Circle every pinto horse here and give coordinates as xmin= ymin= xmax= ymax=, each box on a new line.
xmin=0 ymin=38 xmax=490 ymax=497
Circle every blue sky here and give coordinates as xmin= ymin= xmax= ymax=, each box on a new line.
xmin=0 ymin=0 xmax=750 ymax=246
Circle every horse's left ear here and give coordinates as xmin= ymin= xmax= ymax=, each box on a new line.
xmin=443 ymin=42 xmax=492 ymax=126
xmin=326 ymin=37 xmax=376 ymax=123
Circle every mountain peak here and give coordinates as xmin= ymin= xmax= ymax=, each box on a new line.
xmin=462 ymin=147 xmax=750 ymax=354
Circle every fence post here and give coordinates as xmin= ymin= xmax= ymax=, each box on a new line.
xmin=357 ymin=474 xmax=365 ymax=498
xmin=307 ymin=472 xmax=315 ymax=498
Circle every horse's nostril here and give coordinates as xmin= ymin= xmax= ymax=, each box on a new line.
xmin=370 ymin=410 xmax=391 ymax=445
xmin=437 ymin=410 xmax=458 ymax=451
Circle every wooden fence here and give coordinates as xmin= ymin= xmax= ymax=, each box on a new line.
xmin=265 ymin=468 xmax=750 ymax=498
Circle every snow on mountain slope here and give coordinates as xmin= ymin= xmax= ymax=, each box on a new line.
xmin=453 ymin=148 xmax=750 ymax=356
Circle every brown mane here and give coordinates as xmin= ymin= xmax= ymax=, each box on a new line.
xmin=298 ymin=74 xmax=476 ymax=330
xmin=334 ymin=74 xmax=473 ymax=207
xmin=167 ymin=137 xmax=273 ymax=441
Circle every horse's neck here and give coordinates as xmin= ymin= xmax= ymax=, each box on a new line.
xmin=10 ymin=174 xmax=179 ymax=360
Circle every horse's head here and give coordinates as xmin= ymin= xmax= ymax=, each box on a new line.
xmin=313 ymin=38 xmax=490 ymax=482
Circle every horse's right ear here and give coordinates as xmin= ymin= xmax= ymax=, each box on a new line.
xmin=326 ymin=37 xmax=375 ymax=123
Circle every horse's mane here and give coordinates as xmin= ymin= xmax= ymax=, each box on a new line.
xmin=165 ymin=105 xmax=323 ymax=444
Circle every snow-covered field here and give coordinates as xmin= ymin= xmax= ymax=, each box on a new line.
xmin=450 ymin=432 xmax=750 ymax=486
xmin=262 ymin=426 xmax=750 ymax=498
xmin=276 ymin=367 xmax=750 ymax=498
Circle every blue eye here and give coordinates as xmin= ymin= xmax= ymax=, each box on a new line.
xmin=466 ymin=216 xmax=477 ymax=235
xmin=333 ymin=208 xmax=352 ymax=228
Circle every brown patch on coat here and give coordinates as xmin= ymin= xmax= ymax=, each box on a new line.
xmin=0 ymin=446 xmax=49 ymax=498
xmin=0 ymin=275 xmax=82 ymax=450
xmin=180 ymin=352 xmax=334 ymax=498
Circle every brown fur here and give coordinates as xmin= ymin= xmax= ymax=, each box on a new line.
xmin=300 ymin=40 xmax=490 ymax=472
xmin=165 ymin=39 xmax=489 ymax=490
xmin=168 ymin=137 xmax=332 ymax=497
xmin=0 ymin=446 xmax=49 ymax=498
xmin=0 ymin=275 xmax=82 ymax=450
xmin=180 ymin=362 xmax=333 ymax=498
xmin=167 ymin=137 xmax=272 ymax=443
——————
# WHAT TO PRODUCE
Copy out all of the records above line for line, changing nothing.

# PROBLEM SOLUTION
Circle every pinto horse here and give coordinates as xmin= ymin= xmax= ymax=, each box on a new line.
xmin=0 ymin=38 xmax=490 ymax=497
Circle every blue sky here and give coordinates as xmin= ymin= xmax= ymax=, each box on a new line.
xmin=0 ymin=0 xmax=750 ymax=246
Circle every horse's left ear here and give coordinates as xmin= ymin= xmax= ymax=, each box on a new line.
xmin=443 ymin=42 xmax=492 ymax=126
xmin=326 ymin=37 xmax=376 ymax=123
Circle every mountain peak here and give coordinates as xmin= ymin= xmax= ymax=, each box on a new line.
xmin=462 ymin=147 xmax=750 ymax=354
Circle every fence post here and give coordinates as xmin= ymin= xmax= ymax=, each box on a new line.
xmin=357 ymin=474 xmax=365 ymax=498
xmin=307 ymin=472 xmax=315 ymax=498
Circle every horse's nostril here and give coordinates as xmin= ymin= xmax= ymax=, each box on a new line.
xmin=370 ymin=410 xmax=391 ymax=445
xmin=437 ymin=410 xmax=458 ymax=451
Circle every wooden fence here and give coordinates as xmin= ymin= xmax= ymax=, each box on a new line.
xmin=265 ymin=468 xmax=750 ymax=498
Circle every snow on mountain slope here and give coordinates as xmin= ymin= xmax= ymax=, each box on a new line.
xmin=453 ymin=148 xmax=750 ymax=356
Circle every brown mane here and give coordinates as xmin= ymin= xmax= ymax=, each box on a new line.
xmin=298 ymin=74 xmax=476 ymax=330
xmin=334 ymin=74 xmax=473 ymax=207
xmin=167 ymin=137 xmax=273 ymax=441
Circle every horse's neck here and give coordinates as xmin= ymin= xmax= ymax=, each box on a new line.
xmin=10 ymin=174 xmax=179 ymax=360
Circle every horse's head here and give coordinates as xmin= ymin= xmax= ymax=, each box on a new line.
xmin=313 ymin=38 xmax=490 ymax=482
Circle every horse's right ear here and give coordinates as xmin= ymin= xmax= ymax=, each box on a new line.
xmin=326 ymin=37 xmax=375 ymax=123
Circle every horse's mane here and give coordinates as xmin= ymin= xmax= ymax=, each box on a new line.
xmin=165 ymin=105 xmax=323 ymax=444
Circle every snow-covered field here and give coordinates as xmin= ymin= xmax= ymax=, each box on a new line.
xmin=450 ymin=432 xmax=750 ymax=486
xmin=262 ymin=426 xmax=750 ymax=498
xmin=276 ymin=367 xmax=750 ymax=498
Circle every blue eye here and give coordinates as xmin= ymin= xmax= ymax=, each box on a new line.
xmin=466 ymin=216 xmax=477 ymax=235
xmin=333 ymin=208 xmax=352 ymax=228
Circle every brown patch on coat here and give coordinates as xmin= ymin= xmax= ymax=, each box on a new line.
xmin=0 ymin=446 xmax=49 ymax=498
xmin=0 ymin=275 xmax=82 ymax=450
xmin=180 ymin=352 xmax=334 ymax=498
Circle every brown fur here and give coordinates as xmin= ymin= xmax= ymax=, each box on a new line.
xmin=300 ymin=40 xmax=490 ymax=472
xmin=165 ymin=39 xmax=489 ymax=490
xmin=168 ymin=137 xmax=332 ymax=497
xmin=0 ymin=446 xmax=49 ymax=498
xmin=0 ymin=275 xmax=82 ymax=450
xmin=180 ymin=362 xmax=333 ymax=498
xmin=167 ymin=137 xmax=272 ymax=443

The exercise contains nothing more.